#### [Description of the task]
Give the data again exactly as it appears, excluding any pictures.

#### [Material supplied]
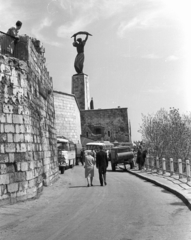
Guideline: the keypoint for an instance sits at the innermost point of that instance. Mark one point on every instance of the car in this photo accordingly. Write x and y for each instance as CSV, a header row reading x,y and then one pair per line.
x,y
121,155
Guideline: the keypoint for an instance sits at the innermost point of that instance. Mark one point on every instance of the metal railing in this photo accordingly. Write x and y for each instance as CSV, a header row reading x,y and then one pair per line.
x,y
8,45
174,167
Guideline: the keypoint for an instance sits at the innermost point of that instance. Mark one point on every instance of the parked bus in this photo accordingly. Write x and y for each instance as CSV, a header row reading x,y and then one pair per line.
x,y
107,146
66,154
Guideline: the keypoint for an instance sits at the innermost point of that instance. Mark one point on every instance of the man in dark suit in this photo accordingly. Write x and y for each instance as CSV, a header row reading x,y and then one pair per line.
x,y
102,164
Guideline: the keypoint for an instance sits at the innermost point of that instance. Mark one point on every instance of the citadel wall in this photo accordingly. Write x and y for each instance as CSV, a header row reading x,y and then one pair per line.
x,y
28,151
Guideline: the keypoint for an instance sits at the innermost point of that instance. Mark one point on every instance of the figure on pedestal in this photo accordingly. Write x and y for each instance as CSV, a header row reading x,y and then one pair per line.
x,y
79,44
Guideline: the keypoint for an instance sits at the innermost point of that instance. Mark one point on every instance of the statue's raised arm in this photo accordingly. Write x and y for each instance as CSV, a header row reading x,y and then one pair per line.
x,y
79,44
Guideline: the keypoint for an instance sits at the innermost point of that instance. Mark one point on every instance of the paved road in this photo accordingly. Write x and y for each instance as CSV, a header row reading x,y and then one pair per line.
x,y
128,208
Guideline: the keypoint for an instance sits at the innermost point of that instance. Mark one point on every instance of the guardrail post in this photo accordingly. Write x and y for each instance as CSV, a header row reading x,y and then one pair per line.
x,y
180,168
147,163
163,165
188,170
157,163
171,166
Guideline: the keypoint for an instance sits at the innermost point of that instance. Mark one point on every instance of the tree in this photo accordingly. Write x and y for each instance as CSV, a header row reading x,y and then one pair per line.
x,y
167,133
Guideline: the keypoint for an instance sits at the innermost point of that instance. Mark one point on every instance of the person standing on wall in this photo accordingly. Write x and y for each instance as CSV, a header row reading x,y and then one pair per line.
x,y
11,39
102,164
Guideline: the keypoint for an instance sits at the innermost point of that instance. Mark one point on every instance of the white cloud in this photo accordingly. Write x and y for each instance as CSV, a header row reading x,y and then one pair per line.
x,y
80,24
151,56
37,31
171,58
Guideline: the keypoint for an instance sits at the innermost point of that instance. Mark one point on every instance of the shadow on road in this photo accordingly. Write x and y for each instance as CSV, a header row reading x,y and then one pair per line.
x,y
84,186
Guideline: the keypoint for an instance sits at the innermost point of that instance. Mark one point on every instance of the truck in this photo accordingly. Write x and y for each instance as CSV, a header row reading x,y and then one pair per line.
x,y
122,155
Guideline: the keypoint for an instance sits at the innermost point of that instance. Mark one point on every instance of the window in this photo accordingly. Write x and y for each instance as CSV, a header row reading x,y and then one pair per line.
x,y
97,130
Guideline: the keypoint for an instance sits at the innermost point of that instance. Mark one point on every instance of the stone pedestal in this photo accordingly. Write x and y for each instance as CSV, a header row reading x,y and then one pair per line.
x,y
80,88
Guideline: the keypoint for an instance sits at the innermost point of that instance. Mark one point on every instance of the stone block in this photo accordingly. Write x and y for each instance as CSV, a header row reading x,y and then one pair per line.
x,y
21,193
2,148
31,165
4,179
13,187
23,186
11,157
3,189
9,128
21,147
20,176
29,175
32,183
4,158
18,137
10,168
10,147
13,198
9,118
19,128
11,177
24,166
18,119
3,168
2,130
10,137
31,192
3,138
7,108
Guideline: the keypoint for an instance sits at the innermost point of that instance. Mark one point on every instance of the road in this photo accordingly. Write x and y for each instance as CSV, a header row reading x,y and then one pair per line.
x,y
128,208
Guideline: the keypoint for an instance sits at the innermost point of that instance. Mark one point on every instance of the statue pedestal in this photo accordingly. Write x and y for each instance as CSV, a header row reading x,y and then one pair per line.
x,y
80,88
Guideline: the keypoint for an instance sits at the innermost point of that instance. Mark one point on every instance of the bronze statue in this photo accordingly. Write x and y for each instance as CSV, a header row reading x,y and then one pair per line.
x,y
79,44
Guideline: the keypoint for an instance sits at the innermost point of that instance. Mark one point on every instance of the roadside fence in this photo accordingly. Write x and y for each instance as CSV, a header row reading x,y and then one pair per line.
x,y
180,168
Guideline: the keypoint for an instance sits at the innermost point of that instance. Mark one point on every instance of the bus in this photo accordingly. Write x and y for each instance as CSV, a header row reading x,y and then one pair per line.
x,y
107,146
66,154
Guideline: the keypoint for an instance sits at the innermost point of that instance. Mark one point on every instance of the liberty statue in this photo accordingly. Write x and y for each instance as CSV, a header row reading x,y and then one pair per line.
x,y
79,44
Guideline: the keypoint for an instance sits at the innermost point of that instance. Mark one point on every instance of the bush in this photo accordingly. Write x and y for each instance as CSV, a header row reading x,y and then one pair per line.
x,y
167,134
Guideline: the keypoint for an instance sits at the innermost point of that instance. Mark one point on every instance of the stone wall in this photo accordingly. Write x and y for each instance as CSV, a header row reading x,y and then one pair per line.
x,y
28,151
105,124
68,123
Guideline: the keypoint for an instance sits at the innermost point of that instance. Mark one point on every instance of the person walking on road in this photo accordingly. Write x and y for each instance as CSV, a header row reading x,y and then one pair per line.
x,y
89,167
102,164
139,157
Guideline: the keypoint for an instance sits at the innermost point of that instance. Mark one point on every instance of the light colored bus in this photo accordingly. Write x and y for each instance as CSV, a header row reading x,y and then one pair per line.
x,y
95,145
107,146
66,154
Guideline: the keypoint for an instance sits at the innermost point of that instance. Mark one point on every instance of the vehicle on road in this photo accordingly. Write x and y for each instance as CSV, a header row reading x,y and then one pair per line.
x,y
122,155
107,146
66,154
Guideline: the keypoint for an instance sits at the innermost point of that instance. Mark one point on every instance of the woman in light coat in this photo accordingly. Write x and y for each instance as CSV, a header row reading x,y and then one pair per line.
x,y
89,167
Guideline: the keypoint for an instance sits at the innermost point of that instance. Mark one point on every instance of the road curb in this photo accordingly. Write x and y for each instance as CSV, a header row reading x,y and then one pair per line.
x,y
166,187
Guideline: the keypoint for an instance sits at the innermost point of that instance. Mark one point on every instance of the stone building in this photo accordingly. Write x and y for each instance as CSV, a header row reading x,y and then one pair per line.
x,y
28,150
99,124
105,124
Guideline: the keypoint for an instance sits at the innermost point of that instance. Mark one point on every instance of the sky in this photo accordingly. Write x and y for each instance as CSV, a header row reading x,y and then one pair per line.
x,y
139,56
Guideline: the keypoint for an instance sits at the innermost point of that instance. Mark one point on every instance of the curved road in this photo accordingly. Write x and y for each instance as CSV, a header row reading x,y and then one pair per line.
x,y
128,208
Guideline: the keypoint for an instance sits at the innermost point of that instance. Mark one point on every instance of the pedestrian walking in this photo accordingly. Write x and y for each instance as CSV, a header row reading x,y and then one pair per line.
x,y
143,157
82,157
139,157
89,167
102,164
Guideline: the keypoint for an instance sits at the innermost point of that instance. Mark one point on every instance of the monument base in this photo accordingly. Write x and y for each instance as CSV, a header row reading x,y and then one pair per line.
x,y
80,88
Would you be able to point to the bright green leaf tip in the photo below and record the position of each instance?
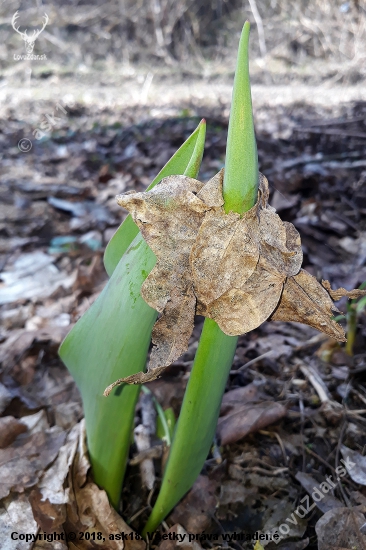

#### [Answer space]
Guideline: the keypoint for an instance sits at the innermost point of that instance. Mark one point on every instance of the car in this photo accordingly. Write x and y for each instance as CSV, a header row reading x,y and then one pair per line.
x,y
121,155
Guideline: the keypoint for an instance sits at the innermost point of that instance. Mark one point on every instance of the metal railing in this photo accordingly. Write x and y for each instance as CSV, a header row reading x,y and then one pair per line.
x,y
8,45
174,167
Guideline: the keypoint for an instance sits at the innermost point of that instance. Mark one point on every instance of the parked bus in this photo accordingly. Write x and y for each instance as CSV, a header row reading x,y and then one pair per line.
x,y
107,146
66,154
Guideline: the keypoint for an instance sits at the innermost point of that instance. Mark one point on every instance of the man in dark suit in this photo accordingly. Write x and y for each instance as CSV, a header row reading x,y and then one pair per line.
x,y
102,164
Guideline: the keypoint for an instance sits at the innermost point of that instance. Mark one point on every instance of the citadel wall in this photo accordingly. Write x and y for each instance as CSV, a header row reading x,y and then one pair per line.
x,y
28,151
Guideline: the keypoint for an instance sits at the innermost point of that instance. Mark one point on every instance of the figure on pedestal in this photo accordingly. Write x and y for each instance as CSV, a header row reading x,y and then one pair per line.
x,y
79,44
Guideline: the keypoint for an instance sits at the innermost point of that instance. Mark one point on every instance of the statue's raised arm in this photo accordingly. Write x and y for each instance as CSV, a header row reading x,y and then one pair per line.
x,y
79,44
Guideline: the keypoint for an instance sits at the innermost point of that instance. Mark one point on every instance of the paved road in this photo accordingly. Write x and y for each instance as CSV, a header row reading x,y and then one pair per line.
x,y
128,208
Guideline: the keypoint for an instance sits at the innermost point of that instance. Mark one point on every instance of the guardrail post in this photo accordingly. Write x and y for each instance as CSV, a header row reading x,y and then one pair per line.
x,y
180,168
147,163
163,165
188,170
157,163
171,166
Guideline: the keypoint for an instance sits at the innermost point of that instance. Mark one point on every instance of the tree in this photo accordingly. Write x and y for each instance as CSV, a header row reading x,y and then one pair per line.
x,y
167,133
Guideline: the keypoint for an instance sits at the innermost point of that instance. Mark one point on every instance of the person standing on wall in this photo accordingly. Write x and y for each instance as CSV, a header row reading x,y and then one pair per line.
x,y
11,39
102,164
Guideline: the keypoint for an instance sits at the innermost point of that instance. Mark one point on every instance of the white cloud in this photo accordingly. Write x and y for each instance as CSV, a header row reading x,y and then one pair per line.
x,y
80,24
151,56
37,31
171,58
Guideline: the keypoint for an instance sits at the innermost point of that instance. Mark one point on every instance of the shadow on road in this photo accordingly. Write x and y for each instance as CSV, a header row reading x,y and then one pair per line.
x,y
84,186
Guideline: the keypoint for an instance sits at the innermost point of that instance. Mark one point on every instance of the truck in this photo accordingly. Write x and y for each instance as CSV, a header row reading x,y and then one pair per line.
x,y
122,155
Guideline: the keypoint for an instance sits at the innermost point of that instance. Mark one point on every instance of the window in this photo accordingly. Write x and y for each instance as CSV, a header row reading x,y and then one pair per line.
x,y
97,130
Guideline: the keypoint for an instance sits at the innermost point of that instance. Mark one point on every instance of the stone pedestal in this photo accordingly. Write x and y for each instance as CSV, a header row reading x,y and then one pair per line.
x,y
80,88
Guideline: the keypoint for an instance sits at the innermost point of that instance. Mark one point on every instance of the stone block in this photo accordingly. Write x and y for each instance as CSV, a header row reading x,y and then one pair per line.
x,y
21,193
2,148
31,165
4,179
13,187
23,186
11,157
3,189
9,128
21,147
20,176
29,175
32,183
4,158
18,137
10,168
10,147
13,198
9,118
19,128
11,177
24,166
18,119
3,168
2,130
10,137
31,192
3,138
7,108
Guideline: the keypoint for an instance sits at the innermost point of that instance. Mark one point on every instance of the road in this photo accordingly. Write x and y for each instance as CSV, a header row reading x,y and then one pair per line.
x,y
128,208
Guideline: the keypoint for an instance sits at the innermost point of that instance. Mark one point on every instance of the statue pedestal in this photo accordingly. Write x and y for each instance as CSV, a header row reading x,y and then one pair per line.
x,y
80,88
Guideline: the keypoint for an instance sits at the innermost point of that instance. Mark one point on every instance of the bronze statue in this photo accordingly. Write x and y for each instance as CSV, a header row reading x,y and then one pair per line.
x,y
79,44
Guideline: the keypoint for an instance sits at the innermost point of that instance. Mark one point on every instance of the roadside fence in this photo accordingly. Write x and y for each instance as CSV, a header row reading x,y and then one pair per line.
x,y
180,168
Guideline: the keypoint for an instance sits at the innermost point of that instance. Mark one point on every instance of the bus in this photo accordingly. Write x and y for each instance as CSV, a header row reading x,y and then one pair per line.
x,y
107,146
66,154
Guideline: the keypoint for an instance sits at the innermost point of that instance. Mark one point on every instance of the liberty statue in this photo accordingly. Write x and y for each instance as CSV, a header row reading x,y and then one pair per line.
x,y
79,44
Guideline: the keypoint for an instance sits at the innermost point of that instance. Mark one point on every instance of the bush in this photo accordingly. Write x and y for each instance as CSV, a header row reading x,y and then one pair per line.
x,y
167,134
Guideline: the keypoint for an instance sits at the innermost point of that instance. Mark one point on every instance of the stone wall in this photo accordingly. Write x and y for each instance as CSV, a header row reading x,y and then one pair per line.
x,y
28,151
105,124
68,123
Guideline: the keypoint for an instance sits at the innermost point of that instance. Mark one point on every instance of the person walking on road in this photo accordingly. Write x and y for each instance as CSV, a header row reading x,y and then one pair per line.
x,y
89,167
102,164
139,157
Guideline: the keypoint for an instance sits at the innermost point of that instance. Mark one point on every instance of the light colored bus in this photo accordingly. Write x and y for each instance as CSV, a header row reading x,y and then one pair per line.
x,y
95,145
107,146
66,154
Guideline: the keypoint for an instance sits at the innermost point of that instance. Mark one point on every instance of the vehicle on road in this photo accordingly. Write x and y for each instance as CSV, a header row reading x,y and then one pair per line.
x,y
122,155
107,146
66,154
Guideline: the keypoint for an instance sits at the innermost point of that instance. Mark one point on every instance of the woman in light coat in this photo accordingly. Write x and y for each instance as CSV, a header row reading x,y and then one pair per line.
x,y
89,167
Guideline: the keypoint for an instance sits at the innermost point of that instance. Mark one point on every instance of the road curb in this photo accordingly. Write x and y for each instance as CSV, a header row reading x,y and then one pair per line.
x,y
166,187
Guideline: the keypoint for an instance sits at the innermost point of that instance. Mark one point on every instance of the stone building in this photo accordingly. Write x and y for each instance as CSV, a header row reading x,y and then one pair per line.
x,y
28,150
99,124
105,124
Guideline: the keypoint for an instance sits at the innermost point of that instance. Mark one point on every instance of the sky in this photo accordingly. Write x and y for each instance as CSV, a header row reading x,y and then one pair per line.
x,y
139,56
Guideline: the keypoint for an instance sits at the innermost point of that instance. Mark one point on every instance of the curved road in this photo accordingly. Write x and y for each instance as CSV, a header row reading x,y and then one pair per line.
x,y
128,208
Guideline: the keypoint for an instance sits at the innermost point of that instance. Mark one point on every instance of the pedestrian walking in this photo accordingly. Write x and y for each instance as CSV, a header row reading x,y and then one pair per line.
x,y
143,157
82,157
139,157
89,167
102,164
Guideline: the keypoint for an instance sits at the innermost point of that instance. Mark one point on every instance of the monument base in this photo accordingly. Write x and y for each instance as CSV, a header row reading x,y and then one pair per line.
x,y
80,88
Would you be able to point to the bright green leaf tip in the photo below and record the position of each instance?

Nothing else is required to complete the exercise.